* Exercise details: Retype every entry exactly, character for character.

* Dataset excerpts:
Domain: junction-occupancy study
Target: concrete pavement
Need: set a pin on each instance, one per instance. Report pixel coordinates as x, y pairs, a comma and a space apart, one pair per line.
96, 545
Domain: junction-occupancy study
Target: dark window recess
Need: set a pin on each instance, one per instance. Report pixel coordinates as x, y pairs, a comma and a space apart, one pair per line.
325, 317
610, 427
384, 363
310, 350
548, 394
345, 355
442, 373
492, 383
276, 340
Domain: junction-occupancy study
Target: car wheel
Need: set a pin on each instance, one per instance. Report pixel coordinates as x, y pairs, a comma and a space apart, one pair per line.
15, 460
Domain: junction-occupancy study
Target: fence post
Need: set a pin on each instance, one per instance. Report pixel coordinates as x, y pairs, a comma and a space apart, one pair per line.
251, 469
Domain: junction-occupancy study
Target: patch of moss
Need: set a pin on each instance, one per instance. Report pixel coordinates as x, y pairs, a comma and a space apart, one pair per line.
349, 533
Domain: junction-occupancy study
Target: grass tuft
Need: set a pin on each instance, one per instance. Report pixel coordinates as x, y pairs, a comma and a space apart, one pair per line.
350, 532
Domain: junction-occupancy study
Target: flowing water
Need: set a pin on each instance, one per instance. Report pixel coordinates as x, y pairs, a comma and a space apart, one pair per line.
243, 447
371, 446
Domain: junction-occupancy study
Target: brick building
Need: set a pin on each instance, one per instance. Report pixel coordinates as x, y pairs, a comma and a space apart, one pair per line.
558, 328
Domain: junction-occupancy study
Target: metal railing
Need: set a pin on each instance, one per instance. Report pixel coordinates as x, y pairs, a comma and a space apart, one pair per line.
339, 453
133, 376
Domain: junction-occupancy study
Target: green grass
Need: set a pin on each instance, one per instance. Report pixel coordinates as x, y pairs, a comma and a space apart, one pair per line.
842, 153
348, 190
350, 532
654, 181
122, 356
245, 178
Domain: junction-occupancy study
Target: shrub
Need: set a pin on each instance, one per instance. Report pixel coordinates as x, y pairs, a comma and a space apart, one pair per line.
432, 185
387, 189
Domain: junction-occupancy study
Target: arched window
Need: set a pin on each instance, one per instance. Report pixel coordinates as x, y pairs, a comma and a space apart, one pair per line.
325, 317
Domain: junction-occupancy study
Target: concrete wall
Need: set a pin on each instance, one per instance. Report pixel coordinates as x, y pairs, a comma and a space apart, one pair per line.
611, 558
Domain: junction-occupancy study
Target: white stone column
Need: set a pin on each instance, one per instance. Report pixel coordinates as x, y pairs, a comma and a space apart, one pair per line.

* Complete output:
Domain: junction-occupancy study
Target: concrete pavement
Need: set a pin on each instance, one per instance. Report pixel coordinates as x, y pairs, a comma and a space apart, one pair per line.
96, 545
Domain: junction-occupancy study
Target: dark window recess
Need: set a pin on each instance, one per instance. Report pixel coordinates as x, y pairs, a comma and a space apart, one pair per line.
325, 317
610, 427
384, 363
310, 350
548, 394
345, 355
442, 373
492, 383
276, 340
Domain: junction-occupancy study
Target: car wheel
Need: set a pin on each instance, one per instance. Report pixel coordinates as x, y pairs, a comma and a space apart, one pair per line.
15, 460
Domain: junction-occupancy study
Target: fence post
Need: set a pin on each instance, one per instance. Report pixel coordinates as x, y pairs, a comma and a space apart, one pair per line.
251, 469
Domain: junction-occupancy study
Target: patch of moss
Need: set a pin on each instance, one per instance. Report pixel coordinates as x, y pairs, a comma and a space apart, one pair per line.
349, 533
Domain: junction-occupancy study
Target: grass tuft
Need: set a pin on each instance, one per instance. Report pixel coordinates as x, y pairs, a comma and a space apart, one pair per line.
350, 532
Domain: junction-occupancy study
Target: flowing water
Need: set a pin on each instance, one per instance. Report pixel coordinates as x, y pairs, a comma and a space apart, one pair per line.
243, 447
371, 446
Domain: junction-occupancy study
Target: brick building
Need: set a pin on each instance, one per instance. Report pixel coordinates as x, y pairs, a comma and a space apart, one pair per line.
558, 328
Domain: junction-occupancy study
Target: metal railing
Need: set a pin on each instance, one per instance. Report pixel coordinates as x, y pairs, a comma and a space apart, one pair per line.
339, 453
133, 376
Domain: junction-occupancy study
Target: green grass
Need: set a pin on each instance, one per instance. Report pixel coordinates as x, y pairs, a comma and a space apart, one pair per line.
842, 153
348, 190
350, 532
654, 181
122, 356
245, 178
Domain: junction-occupancy study
Target: shrub
Need: set a pin on each instance, one per instance. Report pixel coordinates as x, y pairs, a comma and a space apart, one pair per line.
432, 185
387, 189
Domain: junction-occupancy study
Target: arched window
Need: set a pin on each instance, one per instance. Report pixel coordinates as x, y pairs, a comma and a space apart, one pair per line.
325, 317
Domain: junction-occupancy study
Target: concrete wall
Need: set a pin on each instance, one per instance. Report pixel coordinates as x, y pairs, a comma and a space apart, one pair per line.
611, 558
Domain: junction-occupancy study
Target: white stone column
Need: set a pin on each instance, one per instance. Report pixel coordinates as x, y pairs, a comma and a space apart, one pair per line.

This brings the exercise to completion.